## PAGE EXTRACT
_ _ _ _ _

Abstract
Background Large Language Models (LLMs) like GPT-3.5 and GPT-4 are increasingly entering the healthcare domain as a proposed means to assist with administrative tasks. To ensure safe and effective use with billing coding tasks, it is crucial to assess these models’ ability to generate the correct International Classification of Diseases (ICD) codes from text descriptions.
Objectives We aimed to evaluate GPT-3.5 and GPT-4’s capability to generate correct ICD billing codes, using the ICD-9-CM (2014) and ICD-10-CM and PCS (2023) systems.
Methods We randomly selected 100 unique codes from each of the most recent versions of the ICD-9-CM, ICD-10-CM, and ICD-10-PCS billing code sets published by the Centers for Medicare and Medicaid Services. Using the ChatGPT interface (GPT-3.5 and GPT-4), we prompted for the ICD codes that corresponding to each provided code description. Outputs were compared with the actual billing codes across several performance measures. Errors were qualitatively and quantitatively assessed for any underlying patterns.

_ _ _ _ _

## SOURCE INFORMATION
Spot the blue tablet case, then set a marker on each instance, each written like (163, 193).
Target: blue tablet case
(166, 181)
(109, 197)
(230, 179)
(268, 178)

_ _ _ _ _

## ASSIGNED TASK 1
From the abstract on ICD billing codes, extract the passage between "Objectives We aimed" and "PCS (2023) systems.", inclusive.
## ASSIGNED TASK 2
Extend the abstract on ICD billing codes, picking up after its final sentence.

## ANSWER 1
Objectives We aimed to evaluate GPT-3.5 and GPT-4’s capability to generate correct ICD billing codes, using the ICD-9-CM (2014) and ICD-10-CM and PCS (2023) systems.

## ANSWER 2
Results GPT-4 and GPT-3.5 demonstrated varied performance across each ICD system. In ICD-9-CM, GPT-4 and GPT-3.5 achieved an exact match rate of 22% and 10%, respectively. 13% (GPT-4) and 10% (GPT-3.5) of generated ICD-10-CM codes were exact matches. Notably, both models struggled considerably with the procedurally focused ICD-10-PCS, with neither GPT-4 or GPT-3.5 producing any exactly matched codes. A substantial number of incorrect codes had semantic similarity with the actual codes for ICD-9-CM (GPT-4: 60.3%, GPT-3.5: 51.1%) and ICD-10-CM (GPT-4: 70.1%, GPT-3.5: 61.1%), in contrast to ICD-10-PCS (GPT-4: 30.0%, GPT-3.5: 16.0%).
Conclusion Our evaluation of GPT-3.5 and GPT-4’s proficiency in generating ICD billing codes from ICD-9-CM, ICD-10-CM and ICD-10-PCS code descriptions reveals an inadequate level of performance. While the models appear to exhibit a general conceptual understanding of the codes and their descriptions, they have a propensity for hallucinating key details, suggesting underlying technological limitations of the base LLMs. This suggests a need for more rigorous LLM augmentation strategies and validation prior to their implementation in healthcare contexts, particularly in tasks such as ICD coding which require significant digit-level precision.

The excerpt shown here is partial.